_PROBLEM STATEMENT_
Reproduce the closing part of the entries exactly: the line with "the green leafy" and all lines after it, ending with the last line, and nothing else.
>> BEGIN
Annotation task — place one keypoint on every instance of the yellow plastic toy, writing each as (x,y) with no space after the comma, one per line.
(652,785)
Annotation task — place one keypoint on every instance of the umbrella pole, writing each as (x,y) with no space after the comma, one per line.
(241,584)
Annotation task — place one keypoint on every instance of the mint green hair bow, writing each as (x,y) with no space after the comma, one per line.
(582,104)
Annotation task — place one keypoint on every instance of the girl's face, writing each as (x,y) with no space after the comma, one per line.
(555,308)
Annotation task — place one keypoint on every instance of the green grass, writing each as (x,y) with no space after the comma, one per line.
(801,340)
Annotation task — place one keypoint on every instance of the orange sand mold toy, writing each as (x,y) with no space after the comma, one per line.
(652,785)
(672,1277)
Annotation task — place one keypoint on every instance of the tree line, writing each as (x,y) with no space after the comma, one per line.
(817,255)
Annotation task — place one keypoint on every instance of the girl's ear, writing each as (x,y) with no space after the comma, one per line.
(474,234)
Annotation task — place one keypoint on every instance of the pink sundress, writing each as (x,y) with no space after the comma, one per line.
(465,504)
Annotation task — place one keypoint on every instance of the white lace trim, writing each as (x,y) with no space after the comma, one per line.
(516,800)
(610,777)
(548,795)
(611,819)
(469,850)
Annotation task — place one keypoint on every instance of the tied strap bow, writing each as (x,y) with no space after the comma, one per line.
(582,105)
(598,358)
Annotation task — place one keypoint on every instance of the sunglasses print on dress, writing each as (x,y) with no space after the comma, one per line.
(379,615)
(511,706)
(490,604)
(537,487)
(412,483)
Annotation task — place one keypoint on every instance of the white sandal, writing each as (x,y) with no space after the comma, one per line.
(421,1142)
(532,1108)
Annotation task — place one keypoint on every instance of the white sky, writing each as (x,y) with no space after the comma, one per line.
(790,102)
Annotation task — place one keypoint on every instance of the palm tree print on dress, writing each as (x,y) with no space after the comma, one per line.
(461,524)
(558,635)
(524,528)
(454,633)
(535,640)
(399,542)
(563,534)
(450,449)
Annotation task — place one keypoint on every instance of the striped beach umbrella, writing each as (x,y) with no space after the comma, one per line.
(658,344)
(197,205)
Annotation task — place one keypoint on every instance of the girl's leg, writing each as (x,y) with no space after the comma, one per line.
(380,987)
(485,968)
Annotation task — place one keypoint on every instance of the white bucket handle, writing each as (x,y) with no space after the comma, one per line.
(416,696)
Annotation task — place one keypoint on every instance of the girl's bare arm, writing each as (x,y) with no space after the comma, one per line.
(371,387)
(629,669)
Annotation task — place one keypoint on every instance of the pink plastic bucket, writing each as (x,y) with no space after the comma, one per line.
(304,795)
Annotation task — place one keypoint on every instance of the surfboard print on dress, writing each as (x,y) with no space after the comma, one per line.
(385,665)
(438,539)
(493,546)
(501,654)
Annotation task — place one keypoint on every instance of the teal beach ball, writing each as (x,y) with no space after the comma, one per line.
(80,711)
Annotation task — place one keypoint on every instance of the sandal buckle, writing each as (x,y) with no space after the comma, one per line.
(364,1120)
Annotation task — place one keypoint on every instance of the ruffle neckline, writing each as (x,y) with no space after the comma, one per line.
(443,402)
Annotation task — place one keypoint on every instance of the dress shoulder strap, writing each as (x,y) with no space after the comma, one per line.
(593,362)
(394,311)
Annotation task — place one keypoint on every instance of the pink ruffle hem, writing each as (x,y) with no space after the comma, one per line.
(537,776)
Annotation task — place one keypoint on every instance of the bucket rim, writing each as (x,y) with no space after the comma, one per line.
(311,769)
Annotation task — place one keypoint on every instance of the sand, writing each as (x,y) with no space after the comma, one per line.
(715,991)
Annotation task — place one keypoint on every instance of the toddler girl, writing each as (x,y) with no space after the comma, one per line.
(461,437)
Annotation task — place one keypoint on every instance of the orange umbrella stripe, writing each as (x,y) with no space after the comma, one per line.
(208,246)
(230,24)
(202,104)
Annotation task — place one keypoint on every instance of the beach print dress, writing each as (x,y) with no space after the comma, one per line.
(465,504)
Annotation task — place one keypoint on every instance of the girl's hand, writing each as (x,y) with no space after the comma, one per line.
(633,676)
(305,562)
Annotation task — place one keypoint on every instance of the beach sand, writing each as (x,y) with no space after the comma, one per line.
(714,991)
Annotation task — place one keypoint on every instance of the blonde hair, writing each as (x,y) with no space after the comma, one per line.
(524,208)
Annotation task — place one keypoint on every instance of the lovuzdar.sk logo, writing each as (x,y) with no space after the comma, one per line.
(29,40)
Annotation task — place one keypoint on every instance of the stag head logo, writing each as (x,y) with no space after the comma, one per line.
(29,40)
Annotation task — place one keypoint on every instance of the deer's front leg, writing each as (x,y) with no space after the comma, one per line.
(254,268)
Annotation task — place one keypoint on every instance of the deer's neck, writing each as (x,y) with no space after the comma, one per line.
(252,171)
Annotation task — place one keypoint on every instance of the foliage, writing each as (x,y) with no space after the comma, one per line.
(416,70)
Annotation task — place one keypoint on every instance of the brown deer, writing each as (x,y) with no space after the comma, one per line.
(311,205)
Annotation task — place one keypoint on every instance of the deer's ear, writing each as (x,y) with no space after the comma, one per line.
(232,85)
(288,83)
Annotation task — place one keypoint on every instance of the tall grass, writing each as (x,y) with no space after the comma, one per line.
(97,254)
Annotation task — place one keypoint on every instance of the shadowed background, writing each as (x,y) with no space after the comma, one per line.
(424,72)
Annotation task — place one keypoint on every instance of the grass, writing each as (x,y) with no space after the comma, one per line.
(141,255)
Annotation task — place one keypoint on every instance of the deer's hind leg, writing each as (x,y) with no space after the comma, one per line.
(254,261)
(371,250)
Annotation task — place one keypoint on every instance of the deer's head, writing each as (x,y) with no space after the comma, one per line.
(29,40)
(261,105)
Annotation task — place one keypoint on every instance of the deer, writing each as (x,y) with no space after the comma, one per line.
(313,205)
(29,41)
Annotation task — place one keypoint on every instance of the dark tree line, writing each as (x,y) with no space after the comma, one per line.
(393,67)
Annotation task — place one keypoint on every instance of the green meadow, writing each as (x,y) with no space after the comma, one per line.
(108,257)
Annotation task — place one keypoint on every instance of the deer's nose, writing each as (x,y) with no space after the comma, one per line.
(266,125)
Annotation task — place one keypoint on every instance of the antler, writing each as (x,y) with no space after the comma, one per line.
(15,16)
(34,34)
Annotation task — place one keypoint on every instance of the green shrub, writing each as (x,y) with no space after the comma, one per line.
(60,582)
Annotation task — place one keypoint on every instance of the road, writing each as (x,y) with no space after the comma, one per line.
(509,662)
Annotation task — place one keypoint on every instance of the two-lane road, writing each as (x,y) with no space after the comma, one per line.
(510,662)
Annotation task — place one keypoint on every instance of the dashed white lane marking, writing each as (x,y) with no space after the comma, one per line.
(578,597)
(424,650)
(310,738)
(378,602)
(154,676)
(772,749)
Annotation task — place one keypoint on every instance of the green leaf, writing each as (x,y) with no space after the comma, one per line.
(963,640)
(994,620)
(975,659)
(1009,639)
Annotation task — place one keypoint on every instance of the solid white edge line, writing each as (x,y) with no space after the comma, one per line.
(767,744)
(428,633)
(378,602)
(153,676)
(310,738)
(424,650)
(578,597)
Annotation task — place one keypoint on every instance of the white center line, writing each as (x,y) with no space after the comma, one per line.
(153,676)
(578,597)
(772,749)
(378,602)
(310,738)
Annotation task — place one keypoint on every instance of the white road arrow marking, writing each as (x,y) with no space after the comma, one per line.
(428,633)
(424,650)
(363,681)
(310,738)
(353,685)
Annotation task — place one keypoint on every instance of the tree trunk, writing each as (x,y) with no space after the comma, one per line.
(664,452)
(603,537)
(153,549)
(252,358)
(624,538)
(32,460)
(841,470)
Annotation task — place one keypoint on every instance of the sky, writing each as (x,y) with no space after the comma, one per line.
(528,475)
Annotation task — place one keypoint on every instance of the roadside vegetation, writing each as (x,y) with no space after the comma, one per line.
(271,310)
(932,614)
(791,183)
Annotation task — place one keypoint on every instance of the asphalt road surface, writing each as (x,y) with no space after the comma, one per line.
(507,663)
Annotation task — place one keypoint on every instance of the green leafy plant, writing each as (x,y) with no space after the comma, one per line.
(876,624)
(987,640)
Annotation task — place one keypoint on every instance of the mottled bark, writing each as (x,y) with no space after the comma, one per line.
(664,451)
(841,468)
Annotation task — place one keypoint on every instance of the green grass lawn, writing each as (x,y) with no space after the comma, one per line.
>> END
_FULL OUTPUT_
Annotation task — place one keypoint on every instance of the green leafy plant, writing each as (x,y) with no space after the comma, one per line.
(876,624)
(987,640)
Annotation task — place one keypoint on every instance of the mottled bark, writing each as (x,y) with no space after the comma, one per line.
(664,451)
(841,468)
Annotation task — place one keypoint on every instance of the green grass lawn, writing each as (x,y) with no space after the comma, one per line.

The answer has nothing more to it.